[Data records]
## Start

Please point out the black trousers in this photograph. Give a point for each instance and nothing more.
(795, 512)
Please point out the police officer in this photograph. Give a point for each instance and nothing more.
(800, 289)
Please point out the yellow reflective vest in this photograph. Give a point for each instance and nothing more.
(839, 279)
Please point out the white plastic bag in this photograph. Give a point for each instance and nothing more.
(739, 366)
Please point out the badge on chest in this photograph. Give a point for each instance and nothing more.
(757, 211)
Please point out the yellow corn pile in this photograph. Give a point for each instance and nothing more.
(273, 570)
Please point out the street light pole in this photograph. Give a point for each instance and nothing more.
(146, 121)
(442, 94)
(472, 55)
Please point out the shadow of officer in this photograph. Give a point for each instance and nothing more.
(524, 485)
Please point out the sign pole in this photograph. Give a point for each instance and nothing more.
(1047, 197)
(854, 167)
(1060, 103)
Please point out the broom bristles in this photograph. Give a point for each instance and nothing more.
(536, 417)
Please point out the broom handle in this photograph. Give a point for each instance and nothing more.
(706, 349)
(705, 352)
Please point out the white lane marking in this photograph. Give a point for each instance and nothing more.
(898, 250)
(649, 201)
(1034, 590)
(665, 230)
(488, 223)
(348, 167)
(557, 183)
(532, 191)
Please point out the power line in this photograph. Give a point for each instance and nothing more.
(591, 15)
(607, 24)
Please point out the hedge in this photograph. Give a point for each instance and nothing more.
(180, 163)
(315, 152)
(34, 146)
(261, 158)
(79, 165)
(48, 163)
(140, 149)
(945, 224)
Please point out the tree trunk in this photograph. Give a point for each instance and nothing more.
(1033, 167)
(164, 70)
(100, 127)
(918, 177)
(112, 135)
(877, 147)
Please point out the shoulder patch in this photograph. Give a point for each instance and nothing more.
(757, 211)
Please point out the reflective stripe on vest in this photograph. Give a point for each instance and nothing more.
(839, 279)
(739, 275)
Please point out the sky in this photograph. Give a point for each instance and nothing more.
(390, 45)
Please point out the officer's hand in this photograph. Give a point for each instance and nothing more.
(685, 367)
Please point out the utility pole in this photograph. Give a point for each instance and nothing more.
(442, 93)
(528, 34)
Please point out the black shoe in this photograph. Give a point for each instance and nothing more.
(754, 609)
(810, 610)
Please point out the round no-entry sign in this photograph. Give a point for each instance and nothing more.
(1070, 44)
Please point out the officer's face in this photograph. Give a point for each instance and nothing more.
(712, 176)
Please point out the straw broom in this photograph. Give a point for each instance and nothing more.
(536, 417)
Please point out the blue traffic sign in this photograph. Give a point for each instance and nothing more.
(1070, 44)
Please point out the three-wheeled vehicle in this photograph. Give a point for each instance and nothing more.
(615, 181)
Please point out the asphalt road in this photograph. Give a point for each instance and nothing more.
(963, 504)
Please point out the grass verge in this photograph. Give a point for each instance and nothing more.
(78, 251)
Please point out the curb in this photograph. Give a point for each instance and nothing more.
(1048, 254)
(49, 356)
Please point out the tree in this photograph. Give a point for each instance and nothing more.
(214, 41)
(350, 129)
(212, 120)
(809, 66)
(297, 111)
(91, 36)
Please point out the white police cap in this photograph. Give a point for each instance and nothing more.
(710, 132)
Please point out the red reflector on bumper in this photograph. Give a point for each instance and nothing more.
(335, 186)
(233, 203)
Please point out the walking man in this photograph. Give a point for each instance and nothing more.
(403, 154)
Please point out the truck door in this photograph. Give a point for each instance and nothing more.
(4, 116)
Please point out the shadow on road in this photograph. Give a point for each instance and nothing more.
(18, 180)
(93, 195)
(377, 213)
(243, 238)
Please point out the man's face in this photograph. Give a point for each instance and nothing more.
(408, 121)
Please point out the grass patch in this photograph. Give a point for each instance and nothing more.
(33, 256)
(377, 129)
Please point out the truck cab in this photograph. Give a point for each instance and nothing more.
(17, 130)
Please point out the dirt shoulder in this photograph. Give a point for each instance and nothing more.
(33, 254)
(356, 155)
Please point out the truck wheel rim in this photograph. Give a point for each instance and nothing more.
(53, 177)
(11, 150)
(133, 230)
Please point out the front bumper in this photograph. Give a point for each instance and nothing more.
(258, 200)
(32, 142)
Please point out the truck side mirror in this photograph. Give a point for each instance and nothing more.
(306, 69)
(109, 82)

## End

### [Your objective]
In all of the records above, replace "Please point out" with "Mark" and leave every other word untouched.

### [Full solution]
Mark the black trousers in this photograph. Give a point for each instance and nothing more.
(795, 512)
Mark the police officer in this photograph. Give a point for each instance and nothing more.
(800, 289)
Mark the yellow reflective vest in this photograph. Give a point for each instance and nothing more.
(839, 279)
Mark the white plastic bag in this photograph. Give a point for each instance and nothing more.
(739, 366)
Mark the badge on chest in this photograph. Give a point for each instance and nothing more.
(757, 211)
Mark the yellow corn pile in this photograph. Give a point for each instance and nothing more.
(273, 570)
Mark the street light pole in this photograph. Give a point for each instance and nothing more.
(146, 121)
(442, 94)
(472, 55)
Mark the shadow of officer in this photograph. Give a point for each instance and nothing more.
(524, 485)
Mark the sign pole in this photograph. Give a point for each instance and nothing more.
(1047, 197)
(854, 167)
(1060, 103)
Mark the broom bristles in this photograph. Give a point for each instance and nothing more.
(536, 417)
Mark the broom handle in this photograph. Give a point for each instance and nothing more.
(706, 349)
(705, 352)
Mark the white lane marking in this photograph. Give a point for each instance and nothing more.
(898, 250)
(649, 201)
(1034, 590)
(665, 230)
(488, 223)
(348, 167)
(557, 183)
(532, 191)
Mark the power line in this photograph. Give a point for each instance and nothing more.
(591, 15)
(607, 24)
Mark the hedge in this photograph. Give a point for each instance and nothing more.
(180, 163)
(315, 152)
(34, 146)
(261, 158)
(79, 165)
(48, 163)
(140, 149)
(945, 224)
Mark the tree trunk in this photograph. Give a point for each instance and nothing more.
(1033, 167)
(164, 70)
(100, 127)
(918, 177)
(112, 135)
(877, 147)
Mark the shoulder patch in this photograph. Give a point for each instance and nothing more.
(757, 211)
Mark the reflective stripe on vest in this photograph. Give a point for each instance and nothing more.
(839, 279)
(739, 275)
Mark the sky in this photograph. Give a point for each instance and nothing more.
(390, 45)
Mark the officer's hand in this photograph. Give a point for each instance and nothing more.
(685, 367)
Mark the utility pole in this photograph. Give a point for each instance and nothing more.
(442, 93)
(528, 34)
Mark the black shoe in this photograph. Give a point for each instance and nothing more.
(754, 609)
(810, 610)
Mark the round no-entry sign in this photograph. Give a point for each instance and nothing more.
(1070, 44)
Mark the officer's face in this photograph. Give a point for each instance and nothing more.
(712, 176)
Mark the straw broom in this photograph. Give a point for each instance and nothing more.
(536, 417)
Mark the blue traffic sign in this photograph. Give a point for each instance and nothing more.
(1070, 44)
Mark the three-wheeled vehicle in this photograph. Give a point for each instance and nothing more.
(615, 181)
Mark the asphalt road in this photograph. Give a point for each instance and nothing more.
(963, 504)
Mark the grass verge in this photograph. Give a point for each instance and nothing more.
(78, 251)
Mark the curb in this photograph. Give a point for each instance and nothing more.
(1048, 254)
(49, 356)
Mark the tree in this photograph. Give a point for each instance and nothing more.
(214, 41)
(350, 129)
(212, 120)
(809, 66)
(297, 111)
(91, 36)
Mark the white police cap in this photograph. Give a point for each instance and nothing more.
(710, 132)
Mark the red reflector on bumper in this photograph. Give a point for each instance and nothing more.
(335, 186)
(233, 203)
Mark the walking man in this photograph. Give a point for each instance and nothing more.
(403, 154)
Mark the truck door in this photograph. Give a point for each instance and nothing more.
(4, 116)
Mark the shadow on road in this photograph. Give a point for each instance and nothing more.
(18, 180)
(93, 195)
(377, 213)
(243, 238)
Mark the man's face in this photograph. Give a point for each instance and nothing more.
(408, 121)
Mark the grass patch in this photograph. Give a point for each instance and nothing more.
(33, 256)
(377, 129)
Mark the truck cab in this photograph. Give a point for each instance and nothing more.
(17, 130)
Mark the dirt shoulder in this photograph. Give a point for each instance and nothing more.
(33, 254)
(356, 155)
Mark the truck wheel rim in this photograph. Give a point for each instance and nothing more.
(53, 177)
(11, 150)
(133, 230)
Mark the front bumper in this photograph. Give a point for each instance and nothing more.
(258, 200)
(32, 142)
Mark the truck side mirror in this photograph. Give a point for each instance and nothing more.
(306, 69)
(109, 82)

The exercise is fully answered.